Print the line containing "Annotate the player's outstretched" and every later line of the records. Keep each one exactly as given, ending with the last.

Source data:
____________________

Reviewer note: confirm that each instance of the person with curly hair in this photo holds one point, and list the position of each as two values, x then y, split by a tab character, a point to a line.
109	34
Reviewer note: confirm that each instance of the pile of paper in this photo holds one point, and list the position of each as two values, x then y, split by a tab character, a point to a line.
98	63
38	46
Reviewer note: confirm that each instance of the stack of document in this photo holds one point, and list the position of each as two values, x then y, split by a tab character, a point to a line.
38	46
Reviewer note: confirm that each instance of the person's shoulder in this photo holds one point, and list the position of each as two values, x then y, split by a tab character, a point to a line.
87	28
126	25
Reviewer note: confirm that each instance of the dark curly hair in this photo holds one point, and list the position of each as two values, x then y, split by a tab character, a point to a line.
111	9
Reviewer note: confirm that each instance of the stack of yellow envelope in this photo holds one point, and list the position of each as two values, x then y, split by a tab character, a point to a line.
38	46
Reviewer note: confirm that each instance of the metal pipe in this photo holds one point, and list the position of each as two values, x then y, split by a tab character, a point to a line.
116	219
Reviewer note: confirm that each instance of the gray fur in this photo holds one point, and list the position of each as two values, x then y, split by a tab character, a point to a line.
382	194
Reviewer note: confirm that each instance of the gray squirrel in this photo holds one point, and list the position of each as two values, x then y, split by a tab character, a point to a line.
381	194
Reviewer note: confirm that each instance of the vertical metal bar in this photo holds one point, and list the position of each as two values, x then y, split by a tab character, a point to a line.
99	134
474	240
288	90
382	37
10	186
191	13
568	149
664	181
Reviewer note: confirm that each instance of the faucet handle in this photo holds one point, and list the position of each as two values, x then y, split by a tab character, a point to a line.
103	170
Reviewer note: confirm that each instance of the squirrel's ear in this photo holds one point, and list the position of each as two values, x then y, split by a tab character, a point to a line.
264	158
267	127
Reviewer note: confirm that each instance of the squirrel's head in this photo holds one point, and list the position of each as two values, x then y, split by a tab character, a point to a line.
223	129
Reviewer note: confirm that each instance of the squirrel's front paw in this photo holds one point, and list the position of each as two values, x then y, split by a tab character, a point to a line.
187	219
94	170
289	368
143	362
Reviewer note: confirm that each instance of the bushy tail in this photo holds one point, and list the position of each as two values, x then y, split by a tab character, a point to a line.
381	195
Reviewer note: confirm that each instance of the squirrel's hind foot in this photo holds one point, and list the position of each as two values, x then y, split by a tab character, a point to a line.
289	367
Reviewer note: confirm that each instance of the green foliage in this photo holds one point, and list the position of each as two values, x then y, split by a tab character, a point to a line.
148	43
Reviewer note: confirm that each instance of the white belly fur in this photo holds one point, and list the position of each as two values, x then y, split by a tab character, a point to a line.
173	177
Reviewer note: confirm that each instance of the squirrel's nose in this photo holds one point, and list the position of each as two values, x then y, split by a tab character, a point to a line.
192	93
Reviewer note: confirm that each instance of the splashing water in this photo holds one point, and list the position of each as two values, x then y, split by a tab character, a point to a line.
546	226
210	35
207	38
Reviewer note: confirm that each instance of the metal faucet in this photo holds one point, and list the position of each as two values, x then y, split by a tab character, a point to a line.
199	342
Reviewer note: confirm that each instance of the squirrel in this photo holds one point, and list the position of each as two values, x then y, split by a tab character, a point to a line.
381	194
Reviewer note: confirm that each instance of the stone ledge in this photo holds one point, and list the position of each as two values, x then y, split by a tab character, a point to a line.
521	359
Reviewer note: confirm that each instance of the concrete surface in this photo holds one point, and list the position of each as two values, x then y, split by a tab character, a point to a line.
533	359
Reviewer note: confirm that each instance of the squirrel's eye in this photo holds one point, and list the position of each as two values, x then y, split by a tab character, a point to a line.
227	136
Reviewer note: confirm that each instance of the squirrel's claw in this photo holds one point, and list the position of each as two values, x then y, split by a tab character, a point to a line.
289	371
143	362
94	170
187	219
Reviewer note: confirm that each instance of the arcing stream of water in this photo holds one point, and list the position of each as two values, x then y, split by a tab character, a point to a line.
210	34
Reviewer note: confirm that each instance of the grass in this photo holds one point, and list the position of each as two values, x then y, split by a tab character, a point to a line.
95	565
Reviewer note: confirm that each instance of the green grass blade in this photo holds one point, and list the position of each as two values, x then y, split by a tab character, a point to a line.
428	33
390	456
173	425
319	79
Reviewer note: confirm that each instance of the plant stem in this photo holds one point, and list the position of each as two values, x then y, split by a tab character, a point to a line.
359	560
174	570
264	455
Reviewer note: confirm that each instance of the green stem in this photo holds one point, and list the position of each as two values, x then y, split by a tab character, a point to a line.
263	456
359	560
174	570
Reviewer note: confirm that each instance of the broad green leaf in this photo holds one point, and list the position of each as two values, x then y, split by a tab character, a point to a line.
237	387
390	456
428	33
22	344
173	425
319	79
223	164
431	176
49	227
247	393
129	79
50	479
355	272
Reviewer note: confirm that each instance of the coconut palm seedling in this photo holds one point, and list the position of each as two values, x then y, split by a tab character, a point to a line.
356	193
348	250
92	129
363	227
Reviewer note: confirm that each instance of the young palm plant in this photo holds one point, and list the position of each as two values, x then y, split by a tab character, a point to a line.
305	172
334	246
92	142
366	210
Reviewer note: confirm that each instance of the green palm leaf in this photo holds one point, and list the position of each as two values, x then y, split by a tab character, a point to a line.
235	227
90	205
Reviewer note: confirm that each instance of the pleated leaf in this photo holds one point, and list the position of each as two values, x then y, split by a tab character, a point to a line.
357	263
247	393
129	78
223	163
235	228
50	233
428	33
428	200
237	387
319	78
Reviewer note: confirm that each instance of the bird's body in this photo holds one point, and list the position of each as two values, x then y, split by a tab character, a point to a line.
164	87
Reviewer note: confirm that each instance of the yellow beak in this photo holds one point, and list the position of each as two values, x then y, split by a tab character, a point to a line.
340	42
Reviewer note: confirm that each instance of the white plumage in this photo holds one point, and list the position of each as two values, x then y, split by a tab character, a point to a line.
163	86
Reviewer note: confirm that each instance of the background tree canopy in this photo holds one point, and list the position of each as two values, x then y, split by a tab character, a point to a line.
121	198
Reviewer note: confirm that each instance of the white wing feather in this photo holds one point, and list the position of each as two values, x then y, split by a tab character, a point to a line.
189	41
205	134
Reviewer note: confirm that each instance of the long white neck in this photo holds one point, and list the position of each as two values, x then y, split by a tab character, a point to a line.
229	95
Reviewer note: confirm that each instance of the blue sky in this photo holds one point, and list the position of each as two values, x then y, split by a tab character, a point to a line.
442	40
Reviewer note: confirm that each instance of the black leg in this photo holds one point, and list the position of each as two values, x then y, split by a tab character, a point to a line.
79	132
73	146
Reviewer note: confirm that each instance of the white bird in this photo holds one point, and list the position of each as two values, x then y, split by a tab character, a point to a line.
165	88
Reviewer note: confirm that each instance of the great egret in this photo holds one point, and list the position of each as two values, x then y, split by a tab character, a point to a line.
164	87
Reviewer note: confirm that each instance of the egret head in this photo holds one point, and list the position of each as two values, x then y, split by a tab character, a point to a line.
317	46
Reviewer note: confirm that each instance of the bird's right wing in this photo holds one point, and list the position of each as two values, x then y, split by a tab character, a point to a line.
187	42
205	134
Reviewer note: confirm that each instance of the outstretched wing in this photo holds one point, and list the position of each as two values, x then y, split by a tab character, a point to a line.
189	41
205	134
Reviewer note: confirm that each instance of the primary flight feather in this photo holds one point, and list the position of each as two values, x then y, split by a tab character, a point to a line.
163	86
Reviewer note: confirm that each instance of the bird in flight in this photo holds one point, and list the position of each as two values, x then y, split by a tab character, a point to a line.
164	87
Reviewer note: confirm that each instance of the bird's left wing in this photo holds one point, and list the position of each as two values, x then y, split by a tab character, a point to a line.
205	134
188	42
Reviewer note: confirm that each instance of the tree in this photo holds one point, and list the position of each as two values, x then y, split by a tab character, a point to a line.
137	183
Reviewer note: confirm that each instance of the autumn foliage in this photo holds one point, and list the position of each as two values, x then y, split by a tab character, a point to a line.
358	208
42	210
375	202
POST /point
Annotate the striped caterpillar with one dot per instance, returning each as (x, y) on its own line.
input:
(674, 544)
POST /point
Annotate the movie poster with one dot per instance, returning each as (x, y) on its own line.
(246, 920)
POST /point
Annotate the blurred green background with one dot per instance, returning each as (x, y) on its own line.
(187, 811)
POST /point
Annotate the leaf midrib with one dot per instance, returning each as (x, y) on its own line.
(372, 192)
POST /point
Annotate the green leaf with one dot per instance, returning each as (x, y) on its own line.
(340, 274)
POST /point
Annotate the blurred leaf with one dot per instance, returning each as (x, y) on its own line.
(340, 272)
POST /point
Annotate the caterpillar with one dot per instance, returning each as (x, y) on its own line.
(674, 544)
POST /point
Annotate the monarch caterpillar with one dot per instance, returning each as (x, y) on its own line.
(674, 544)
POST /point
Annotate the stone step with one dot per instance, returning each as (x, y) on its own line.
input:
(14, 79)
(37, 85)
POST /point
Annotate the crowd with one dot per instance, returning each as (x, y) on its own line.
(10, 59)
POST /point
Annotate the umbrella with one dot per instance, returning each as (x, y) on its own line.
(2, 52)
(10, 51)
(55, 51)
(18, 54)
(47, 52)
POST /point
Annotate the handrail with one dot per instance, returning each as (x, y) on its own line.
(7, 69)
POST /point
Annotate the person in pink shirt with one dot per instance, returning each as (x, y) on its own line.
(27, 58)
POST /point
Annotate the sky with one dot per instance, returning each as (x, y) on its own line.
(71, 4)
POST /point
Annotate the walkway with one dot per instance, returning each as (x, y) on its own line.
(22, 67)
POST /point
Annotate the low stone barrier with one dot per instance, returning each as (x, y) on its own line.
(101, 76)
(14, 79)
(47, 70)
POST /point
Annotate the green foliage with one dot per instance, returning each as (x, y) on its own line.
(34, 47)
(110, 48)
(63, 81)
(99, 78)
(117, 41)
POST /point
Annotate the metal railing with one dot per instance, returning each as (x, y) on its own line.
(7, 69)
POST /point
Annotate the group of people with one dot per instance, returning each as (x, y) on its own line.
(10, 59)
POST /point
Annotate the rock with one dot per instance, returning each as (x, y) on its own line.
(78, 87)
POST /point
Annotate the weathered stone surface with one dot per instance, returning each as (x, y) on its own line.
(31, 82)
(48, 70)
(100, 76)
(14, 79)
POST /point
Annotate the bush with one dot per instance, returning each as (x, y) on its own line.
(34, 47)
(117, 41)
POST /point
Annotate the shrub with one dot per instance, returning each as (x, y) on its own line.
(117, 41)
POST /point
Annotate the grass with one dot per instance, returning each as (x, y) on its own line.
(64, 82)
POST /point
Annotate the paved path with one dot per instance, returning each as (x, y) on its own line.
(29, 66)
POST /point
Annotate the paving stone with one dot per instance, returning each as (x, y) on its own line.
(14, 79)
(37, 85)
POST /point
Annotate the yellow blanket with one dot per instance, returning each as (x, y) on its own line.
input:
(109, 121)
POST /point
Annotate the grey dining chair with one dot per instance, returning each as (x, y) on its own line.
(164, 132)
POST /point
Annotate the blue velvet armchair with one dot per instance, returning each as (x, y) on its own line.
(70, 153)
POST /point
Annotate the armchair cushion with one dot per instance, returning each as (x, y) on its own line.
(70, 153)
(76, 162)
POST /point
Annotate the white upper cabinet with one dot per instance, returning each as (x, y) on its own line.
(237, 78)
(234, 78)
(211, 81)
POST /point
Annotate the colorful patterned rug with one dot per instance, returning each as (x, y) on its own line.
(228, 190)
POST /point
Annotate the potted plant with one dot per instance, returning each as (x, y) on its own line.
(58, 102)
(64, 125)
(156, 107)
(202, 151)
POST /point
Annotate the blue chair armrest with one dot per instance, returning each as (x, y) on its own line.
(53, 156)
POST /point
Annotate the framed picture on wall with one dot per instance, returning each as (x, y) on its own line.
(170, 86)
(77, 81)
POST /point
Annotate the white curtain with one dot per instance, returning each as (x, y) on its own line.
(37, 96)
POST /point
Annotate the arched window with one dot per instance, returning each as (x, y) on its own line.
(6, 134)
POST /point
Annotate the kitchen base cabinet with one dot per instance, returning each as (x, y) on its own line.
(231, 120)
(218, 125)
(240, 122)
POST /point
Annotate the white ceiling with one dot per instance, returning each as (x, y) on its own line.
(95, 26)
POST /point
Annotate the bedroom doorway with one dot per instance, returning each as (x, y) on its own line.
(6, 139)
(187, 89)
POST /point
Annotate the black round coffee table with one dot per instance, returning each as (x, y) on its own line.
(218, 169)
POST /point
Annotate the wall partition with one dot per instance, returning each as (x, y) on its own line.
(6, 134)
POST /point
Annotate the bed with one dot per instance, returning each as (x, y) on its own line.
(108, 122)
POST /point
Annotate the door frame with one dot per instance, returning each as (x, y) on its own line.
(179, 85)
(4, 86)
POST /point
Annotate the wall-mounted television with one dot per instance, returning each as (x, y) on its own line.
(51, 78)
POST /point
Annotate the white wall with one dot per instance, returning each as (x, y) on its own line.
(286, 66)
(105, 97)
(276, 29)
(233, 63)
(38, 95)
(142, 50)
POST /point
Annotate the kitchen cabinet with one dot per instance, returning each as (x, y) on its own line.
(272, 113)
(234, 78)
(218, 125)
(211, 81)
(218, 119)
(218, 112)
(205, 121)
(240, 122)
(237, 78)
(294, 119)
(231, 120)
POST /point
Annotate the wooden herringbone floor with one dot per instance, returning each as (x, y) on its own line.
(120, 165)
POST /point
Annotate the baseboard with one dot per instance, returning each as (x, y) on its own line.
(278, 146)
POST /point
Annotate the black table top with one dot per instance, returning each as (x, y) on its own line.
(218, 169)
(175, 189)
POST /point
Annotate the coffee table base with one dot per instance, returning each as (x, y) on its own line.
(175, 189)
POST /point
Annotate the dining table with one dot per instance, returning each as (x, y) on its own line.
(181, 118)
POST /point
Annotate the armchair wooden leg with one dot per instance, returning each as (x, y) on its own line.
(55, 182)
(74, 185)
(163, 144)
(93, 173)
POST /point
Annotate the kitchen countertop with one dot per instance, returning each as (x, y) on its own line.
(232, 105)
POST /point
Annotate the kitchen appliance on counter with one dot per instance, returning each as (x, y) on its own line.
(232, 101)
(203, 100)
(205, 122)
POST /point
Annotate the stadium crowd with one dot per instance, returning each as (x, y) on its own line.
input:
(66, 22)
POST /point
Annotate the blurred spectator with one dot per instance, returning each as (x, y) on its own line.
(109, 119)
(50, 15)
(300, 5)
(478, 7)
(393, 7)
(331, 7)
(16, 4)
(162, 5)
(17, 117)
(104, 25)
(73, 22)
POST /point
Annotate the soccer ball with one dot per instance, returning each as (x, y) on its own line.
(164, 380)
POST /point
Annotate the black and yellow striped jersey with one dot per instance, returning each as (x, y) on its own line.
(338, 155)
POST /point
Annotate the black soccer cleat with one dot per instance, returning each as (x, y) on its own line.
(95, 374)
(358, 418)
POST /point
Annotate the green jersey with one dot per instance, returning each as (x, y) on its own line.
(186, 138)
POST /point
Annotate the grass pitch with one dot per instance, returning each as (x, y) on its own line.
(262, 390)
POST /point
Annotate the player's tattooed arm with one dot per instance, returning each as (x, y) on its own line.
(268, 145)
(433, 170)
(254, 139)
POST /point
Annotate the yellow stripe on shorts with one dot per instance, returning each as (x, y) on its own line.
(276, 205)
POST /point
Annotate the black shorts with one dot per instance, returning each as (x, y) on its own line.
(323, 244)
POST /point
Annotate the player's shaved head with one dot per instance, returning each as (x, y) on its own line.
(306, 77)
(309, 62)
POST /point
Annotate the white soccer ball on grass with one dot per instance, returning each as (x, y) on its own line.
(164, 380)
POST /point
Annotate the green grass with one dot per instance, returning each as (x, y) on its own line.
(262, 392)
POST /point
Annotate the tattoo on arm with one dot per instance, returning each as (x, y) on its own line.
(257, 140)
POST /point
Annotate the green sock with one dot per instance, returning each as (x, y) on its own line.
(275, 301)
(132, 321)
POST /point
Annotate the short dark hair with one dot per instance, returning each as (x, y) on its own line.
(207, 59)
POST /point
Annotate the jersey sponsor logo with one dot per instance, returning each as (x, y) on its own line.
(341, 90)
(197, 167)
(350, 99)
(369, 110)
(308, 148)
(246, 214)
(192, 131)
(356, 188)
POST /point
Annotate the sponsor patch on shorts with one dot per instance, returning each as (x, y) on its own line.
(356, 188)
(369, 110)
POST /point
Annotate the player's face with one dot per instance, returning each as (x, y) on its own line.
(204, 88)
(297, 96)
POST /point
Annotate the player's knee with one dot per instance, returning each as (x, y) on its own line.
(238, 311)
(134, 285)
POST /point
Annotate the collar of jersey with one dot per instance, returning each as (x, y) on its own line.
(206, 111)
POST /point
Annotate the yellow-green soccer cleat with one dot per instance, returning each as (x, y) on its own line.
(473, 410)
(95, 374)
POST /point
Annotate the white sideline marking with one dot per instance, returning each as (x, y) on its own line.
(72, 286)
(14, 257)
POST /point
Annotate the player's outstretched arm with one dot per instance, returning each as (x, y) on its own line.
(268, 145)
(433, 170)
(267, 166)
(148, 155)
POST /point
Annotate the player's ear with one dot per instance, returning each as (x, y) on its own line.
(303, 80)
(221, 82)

____________________

Answer below:
Annotate the player's outstretched arm with one dot per instance, returning each as (x, y) on its own line.
(268, 145)
(433, 170)
(267, 166)
(148, 155)
POST /point
Annotate the player's ear with one dot per instance, returning each as (x, y) on its own line.
(303, 80)
(221, 82)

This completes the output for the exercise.